Update: The worktop jig dilema

Recently I wrote asking about the thickness of the worktop jigs that you use with routers. Just for interest, the "budget" jig from Screwfix (note: not the 12m of oak-effect skirting board that they tried to fob me off with) is in-fact about 15mm thick.

Anyway, what a day - practiced with jig, no problems, so cut out the female joint on one worktop - beautiful results, so continued with new router to route a lip around the worktop (to fit under the tiles - the original worktop was 30mm, this is 40mm, so there needs to be a rebate to allow the edge of the worktop under the tile edge). Cut the piece to size, measured for the kitchen sink, and started cutting with jigsaw. Damned hard work - with downward cutting blades, the jigsaw bounces a lot, so I put more and more weight onto the worktop and the jigsaw to stop the bounce. This worked well, until I made the cut across the depth of the worktop; all of a sudden gravity kicked in and deposited me, the still whirring jigsaw and about 1/2 the worktop (say £50 worth) onto the floor (raises hand for Darwin nomination).

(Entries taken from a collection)
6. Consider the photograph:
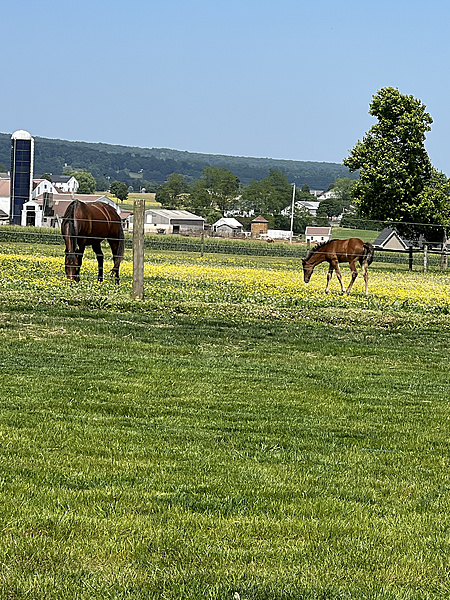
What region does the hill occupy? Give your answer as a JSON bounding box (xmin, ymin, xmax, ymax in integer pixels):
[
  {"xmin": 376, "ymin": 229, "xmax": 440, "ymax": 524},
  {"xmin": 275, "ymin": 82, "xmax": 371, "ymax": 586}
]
[{"xmin": 0, "ymin": 133, "xmax": 357, "ymax": 189}]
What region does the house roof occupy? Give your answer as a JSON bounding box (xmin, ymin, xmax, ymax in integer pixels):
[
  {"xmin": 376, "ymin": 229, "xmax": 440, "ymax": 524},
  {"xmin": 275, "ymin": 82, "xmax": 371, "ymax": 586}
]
[
  {"xmin": 296, "ymin": 200, "xmax": 320, "ymax": 210},
  {"xmin": 305, "ymin": 226, "xmax": 331, "ymax": 235},
  {"xmin": 145, "ymin": 208, "xmax": 205, "ymax": 221},
  {"xmin": 373, "ymin": 227, "xmax": 408, "ymax": 249},
  {"xmin": 213, "ymin": 217, "xmax": 242, "ymax": 229},
  {"xmin": 33, "ymin": 194, "xmax": 116, "ymax": 218}
]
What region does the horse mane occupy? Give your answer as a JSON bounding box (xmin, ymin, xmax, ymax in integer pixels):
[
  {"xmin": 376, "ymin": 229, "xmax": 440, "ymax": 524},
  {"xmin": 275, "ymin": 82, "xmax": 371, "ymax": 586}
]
[
  {"xmin": 61, "ymin": 200, "xmax": 79, "ymax": 252},
  {"xmin": 305, "ymin": 240, "xmax": 330, "ymax": 261}
]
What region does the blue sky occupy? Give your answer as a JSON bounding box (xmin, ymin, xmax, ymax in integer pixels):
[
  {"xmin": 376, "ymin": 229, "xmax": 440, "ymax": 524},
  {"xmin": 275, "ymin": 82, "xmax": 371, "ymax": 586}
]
[{"xmin": 0, "ymin": 0, "xmax": 450, "ymax": 176}]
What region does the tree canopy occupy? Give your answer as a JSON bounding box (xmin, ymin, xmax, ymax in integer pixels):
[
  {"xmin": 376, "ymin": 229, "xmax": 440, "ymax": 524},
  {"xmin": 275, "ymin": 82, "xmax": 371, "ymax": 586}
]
[{"xmin": 344, "ymin": 87, "xmax": 450, "ymax": 239}]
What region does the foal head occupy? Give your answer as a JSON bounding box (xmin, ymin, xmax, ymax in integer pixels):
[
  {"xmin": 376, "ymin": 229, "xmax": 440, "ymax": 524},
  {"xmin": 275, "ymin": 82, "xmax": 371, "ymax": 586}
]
[{"xmin": 302, "ymin": 258, "xmax": 315, "ymax": 283}]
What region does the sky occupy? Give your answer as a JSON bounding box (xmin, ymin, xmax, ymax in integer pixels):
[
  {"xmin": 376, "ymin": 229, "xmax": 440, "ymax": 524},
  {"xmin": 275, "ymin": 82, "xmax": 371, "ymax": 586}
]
[{"xmin": 0, "ymin": 0, "xmax": 450, "ymax": 176}]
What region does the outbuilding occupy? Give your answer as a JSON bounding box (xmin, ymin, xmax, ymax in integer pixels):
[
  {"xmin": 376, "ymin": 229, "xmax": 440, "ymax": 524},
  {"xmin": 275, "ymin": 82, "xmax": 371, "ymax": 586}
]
[
  {"xmin": 250, "ymin": 215, "xmax": 269, "ymax": 237},
  {"xmin": 212, "ymin": 217, "xmax": 243, "ymax": 237},
  {"xmin": 305, "ymin": 226, "xmax": 331, "ymax": 244},
  {"xmin": 373, "ymin": 227, "xmax": 409, "ymax": 250},
  {"xmin": 129, "ymin": 208, "xmax": 205, "ymax": 234}
]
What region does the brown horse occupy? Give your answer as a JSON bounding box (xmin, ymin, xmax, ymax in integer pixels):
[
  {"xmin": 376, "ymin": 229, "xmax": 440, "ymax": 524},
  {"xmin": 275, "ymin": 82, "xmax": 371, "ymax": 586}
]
[
  {"xmin": 61, "ymin": 200, "xmax": 125, "ymax": 283},
  {"xmin": 302, "ymin": 238, "xmax": 374, "ymax": 296}
]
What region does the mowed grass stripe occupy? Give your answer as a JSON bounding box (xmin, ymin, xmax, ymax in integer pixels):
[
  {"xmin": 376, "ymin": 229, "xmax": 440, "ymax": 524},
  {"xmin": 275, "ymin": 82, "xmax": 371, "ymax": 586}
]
[{"xmin": 0, "ymin": 298, "xmax": 449, "ymax": 600}]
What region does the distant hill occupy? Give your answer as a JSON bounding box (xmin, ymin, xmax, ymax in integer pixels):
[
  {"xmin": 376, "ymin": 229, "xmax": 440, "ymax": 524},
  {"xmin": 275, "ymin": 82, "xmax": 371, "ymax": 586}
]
[{"xmin": 0, "ymin": 133, "xmax": 357, "ymax": 190}]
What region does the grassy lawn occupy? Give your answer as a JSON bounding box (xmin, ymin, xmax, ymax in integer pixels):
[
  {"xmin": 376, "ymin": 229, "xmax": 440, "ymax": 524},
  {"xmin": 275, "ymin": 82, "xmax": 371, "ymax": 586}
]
[{"xmin": 0, "ymin": 246, "xmax": 450, "ymax": 600}]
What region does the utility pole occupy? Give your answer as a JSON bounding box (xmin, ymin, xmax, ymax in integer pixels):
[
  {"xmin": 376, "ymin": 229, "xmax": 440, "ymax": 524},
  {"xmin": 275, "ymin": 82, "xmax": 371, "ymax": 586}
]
[
  {"xmin": 133, "ymin": 198, "xmax": 145, "ymax": 300},
  {"xmin": 289, "ymin": 183, "xmax": 295, "ymax": 244}
]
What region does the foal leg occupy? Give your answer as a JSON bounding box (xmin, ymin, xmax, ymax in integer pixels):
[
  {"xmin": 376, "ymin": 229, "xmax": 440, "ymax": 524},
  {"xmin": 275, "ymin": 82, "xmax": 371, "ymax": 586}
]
[
  {"xmin": 109, "ymin": 240, "xmax": 123, "ymax": 285},
  {"xmin": 325, "ymin": 265, "xmax": 334, "ymax": 294},
  {"xmin": 74, "ymin": 244, "xmax": 86, "ymax": 281},
  {"xmin": 345, "ymin": 261, "xmax": 358, "ymax": 294},
  {"xmin": 334, "ymin": 262, "xmax": 345, "ymax": 294},
  {"xmin": 92, "ymin": 242, "xmax": 103, "ymax": 281},
  {"xmin": 362, "ymin": 263, "xmax": 369, "ymax": 298}
]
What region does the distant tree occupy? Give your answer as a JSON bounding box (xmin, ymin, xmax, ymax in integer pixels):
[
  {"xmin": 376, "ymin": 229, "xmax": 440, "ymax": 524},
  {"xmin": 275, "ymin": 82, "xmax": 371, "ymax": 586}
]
[
  {"xmin": 328, "ymin": 177, "xmax": 356, "ymax": 207},
  {"xmin": 65, "ymin": 171, "xmax": 96, "ymax": 194},
  {"xmin": 95, "ymin": 176, "xmax": 109, "ymax": 192},
  {"xmin": 241, "ymin": 169, "xmax": 294, "ymax": 218},
  {"xmin": 344, "ymin": 87, "xmax": 450, "ymax": 237},
  {"xmin": 109, "ymin": 181, "xmax": 128, "ymax": 202},
  {"xmin": 317, "ymin": 198, "xmax": 343, "ymax": 219},
  {"xmin": 202, "ymin": 167, "xmax": 239, "ymax": 213},
  {"xmin": 155, "ymin": 173, "xmax": 189, "ymax": 208},
  {"xmin": 186, "ymin": 179, "xmax": 216, "ymax": 217}
]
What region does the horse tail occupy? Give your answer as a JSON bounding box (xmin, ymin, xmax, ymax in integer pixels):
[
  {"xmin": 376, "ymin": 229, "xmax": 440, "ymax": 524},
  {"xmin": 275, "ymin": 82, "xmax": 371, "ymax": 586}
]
[{"xmin": 361, "ymin": 242, "xmax": 375, "ymax": 266}]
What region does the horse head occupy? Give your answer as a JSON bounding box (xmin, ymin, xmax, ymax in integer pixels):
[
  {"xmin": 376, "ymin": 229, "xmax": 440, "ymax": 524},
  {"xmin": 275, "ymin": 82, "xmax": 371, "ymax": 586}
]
[{"xmin": 302, "ymin": 258, "xmax": 314, "ymax": 283}]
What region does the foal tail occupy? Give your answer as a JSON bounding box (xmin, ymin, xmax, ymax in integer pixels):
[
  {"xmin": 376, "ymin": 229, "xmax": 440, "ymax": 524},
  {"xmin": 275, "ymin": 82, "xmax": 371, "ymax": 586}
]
[{"xmin": 359, "ymin": 242, "xmax": 375, "ymax": 266}]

### DIRECTIVES
1) Answer these questions using the worktop jig post:
(a) About how thick is the budget jig from Screwfix?
(b) How thick were the original worktop and the new one?
(c) What ended up on the floor when the cut was made across the depth of the worktop?
2) Please output the passage of the worktop jig post between "Update: The worktop" and "about 15mm thick.", inclusive, copied word for word.

### PER-TASK OUTPUTS
1)
(a) About 15mm.
(b) The original worktop was 30mm, and the new one is 40mm.
(c) The writer, the still whirring jigsaw, and about half the worktop (roughly £50 worth).

2)
Update: The worktop jig dilema

Recently I wrote asking about the thickness of the worktop jigs that you use with routers. Just for interest, the "budget" jig from Screwfix (note: not the 12m of oak-effect skirting board that they tried to fob me off with) is in-fact about 15mm thick.